----- TASK INPUTS -----

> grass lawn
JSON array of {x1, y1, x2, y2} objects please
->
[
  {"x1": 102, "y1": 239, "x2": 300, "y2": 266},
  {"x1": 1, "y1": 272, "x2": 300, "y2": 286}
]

-----

EXERCISE DETAILS:
Type out the whole listing once more, exactly as written.

RESULT:
> grass lawn
JSON array of {x1, y1, x2, y2} objects please
->
[
  {"x1": 102, "y1": 239, "x2": 300, "y2": 266},
  {"x1": 1, "y1": 272, "x2": 300, "y2": 286}
]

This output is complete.